The data below needs to be returned exactly, line for line.

→ **RECORDS PROVIDED**
————————
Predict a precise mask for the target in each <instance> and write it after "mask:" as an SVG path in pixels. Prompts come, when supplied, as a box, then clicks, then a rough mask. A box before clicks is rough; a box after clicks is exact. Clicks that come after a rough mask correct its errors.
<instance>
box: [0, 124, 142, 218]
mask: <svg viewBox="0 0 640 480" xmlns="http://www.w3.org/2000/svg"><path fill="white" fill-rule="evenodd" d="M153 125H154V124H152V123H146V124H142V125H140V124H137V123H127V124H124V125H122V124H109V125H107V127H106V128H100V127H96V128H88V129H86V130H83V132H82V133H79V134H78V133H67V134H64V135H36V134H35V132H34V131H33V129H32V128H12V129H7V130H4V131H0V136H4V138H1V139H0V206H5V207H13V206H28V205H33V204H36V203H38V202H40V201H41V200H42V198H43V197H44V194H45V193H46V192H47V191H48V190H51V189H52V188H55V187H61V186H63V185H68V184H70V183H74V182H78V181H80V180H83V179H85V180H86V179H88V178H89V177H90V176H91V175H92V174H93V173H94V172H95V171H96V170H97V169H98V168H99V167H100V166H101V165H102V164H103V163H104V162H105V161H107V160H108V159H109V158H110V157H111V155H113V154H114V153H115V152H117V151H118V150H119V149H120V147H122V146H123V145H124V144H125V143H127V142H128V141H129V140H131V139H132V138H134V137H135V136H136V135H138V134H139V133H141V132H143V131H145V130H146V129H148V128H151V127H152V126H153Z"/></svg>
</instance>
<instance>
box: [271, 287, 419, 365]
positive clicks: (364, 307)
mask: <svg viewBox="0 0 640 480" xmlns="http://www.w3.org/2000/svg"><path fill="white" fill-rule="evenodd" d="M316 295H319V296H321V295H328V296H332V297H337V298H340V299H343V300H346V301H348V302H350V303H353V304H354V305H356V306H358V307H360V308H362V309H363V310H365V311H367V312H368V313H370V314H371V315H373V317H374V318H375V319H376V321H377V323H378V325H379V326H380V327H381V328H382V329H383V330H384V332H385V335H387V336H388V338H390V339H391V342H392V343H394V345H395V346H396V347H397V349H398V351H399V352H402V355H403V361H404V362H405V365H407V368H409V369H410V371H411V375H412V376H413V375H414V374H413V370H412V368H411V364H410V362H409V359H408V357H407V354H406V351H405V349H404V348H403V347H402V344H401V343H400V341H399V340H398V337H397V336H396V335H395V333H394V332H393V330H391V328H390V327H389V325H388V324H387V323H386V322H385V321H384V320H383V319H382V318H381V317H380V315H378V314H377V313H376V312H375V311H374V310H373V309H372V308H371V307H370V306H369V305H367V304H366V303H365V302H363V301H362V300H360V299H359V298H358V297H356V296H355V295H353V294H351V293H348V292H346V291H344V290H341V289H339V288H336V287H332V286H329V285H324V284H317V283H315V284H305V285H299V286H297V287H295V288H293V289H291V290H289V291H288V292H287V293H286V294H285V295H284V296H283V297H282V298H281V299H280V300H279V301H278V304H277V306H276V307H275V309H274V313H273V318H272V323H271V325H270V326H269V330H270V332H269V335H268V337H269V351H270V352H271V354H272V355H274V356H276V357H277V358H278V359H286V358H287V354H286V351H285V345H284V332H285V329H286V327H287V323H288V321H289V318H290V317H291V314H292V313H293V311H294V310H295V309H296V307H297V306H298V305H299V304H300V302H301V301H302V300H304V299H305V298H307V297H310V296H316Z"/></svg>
————————
→ **WRITTEN ANSWER**
Predict a precise mask for the target in each <instance> and write it after "mask:" as an SVG path in pixels. Prompts come, when supplied, as a box, then clicks, then a rough mask. A box before clicks is rough; a box after clicks is exact. Clicks that come after a rough mask correct its errors.
<instance>
box: [0, 124, 142, 218]
mask: <svg viewBox="0 0 640 480" xmlns="http://www.w3.org/2000/svg"><path fill="white" fill-rule="evenodd" d="M153 125H154V124H152V123H146V124H142V125H140V124H137V123H127V124H124V125H122V124H109V125H107V127H106V128H100V127H96V128H88V129H86V130H83V132H82V133H79V134H78V133H67V134H64V135H36V134H35V132H34V131H33V129H32V128H12V129H7V130H4V131H0V136H4V138H1V139H0V206H5V207H13V206H28V205H33V204H36V203H38V202H40V201H41V200H42V198H43V197H44V194H45V193H46V192H47V191H48V190H51V189H52V188H55V187H61V186H63V185H68V184H70V183H74V182H78V181H80V180H83V179H85V180H86V179H88V178H89V177H90V176H91V175H92V174H93V173H94V172H95V171H96V170H97V169H98V168H99V167H100V166H101V165H102V164H103V163H104V162H105V161H107V160H108V159H109V158H110V157H111V155H113V154H114V153H115V152H117V151H118V150H119V149H120V147H122V146H123V145H124V144H125V143H127V142H128V141H129V140H131V139H132V138H134V137H135V136H136V135H138V134H139V133H141V132H143V131H145V130H146V129H148V128H151V127H152V126H153Z"/></svg>
</instance>
<instance>
box: [271, 287, 419, 365]
positive clicks: (364, 307)
mask: <svg viewBox="0 0 640 480" xmlns="http://www.w3.org/2000/svg"><path fill="white" fill-rule="evenodd" d="M316 295H319V296H321V295H328V296H332V297H337V298H340V299H343V300H346V301H348V302H350V303H353V304H354V305H356V306H358V307H360V308H362V309H363V310H365V311H367V312H368V313H370V314H371V315H373V317H374V318H375V319H376V321H377V323H378V325H379V326H380V327H381V328H382V329H383V330H384V332H385V335H387V336H388V338H390V339H391V342H392V343H394V345H395V346H396V347H397V349H398V351H399V352H402V355H403V361H404V362H405V365H407V368H409V369H410V371H411V375H412V376H413V375H414V374H413V370H412V368H411V364H410V362H409V359H408V357H407V354H406V351H405V349H404V348H403V347H402V344H401V343H400V341H399V340H398V337H397V336H396V335H395V333H394V332H393V330H391V328H390V327H389V325H388V324H387V323H386V322H385V321H384V320H383V319H382V318H381V317H380V315H378V314H377V313H376V312H375V311H374V310H373V309H372V308H371V307H370V306H369V305H367V304H366V303H365V302H363V301H362V300H360V299H359V298H358V297H356V296H355V295H353V294H351V293H348V292H346V291H344V290H341V289H339V288H336V287H332V286H329V285H324V284H317V283H315V284H305V285H299V286H297V287H295V288H293V289H291V290H289V291H288V292H287V293H286V294H285V295H284V296H283V297H282V298H281V299H280V300H279V301H278V304H277V306H276V307H275V309H274V313H273V318H272V323H271V325H270V326H269V330H270V332H269V335H268V337H269V351H270V352H271V354H272V355H274V356H276V357H277V358H278V359H286V358H287V354H286V351H285V345H284V332H285V329H286V327H287V323H288V321H289V318H290V317H291V314H292V313H293V311H294V310H295V309H296V307H297V306H298V305H299V304H300V302H301V301H302V300H304V299H305V298H307V297H310V296H316Z"/></svg>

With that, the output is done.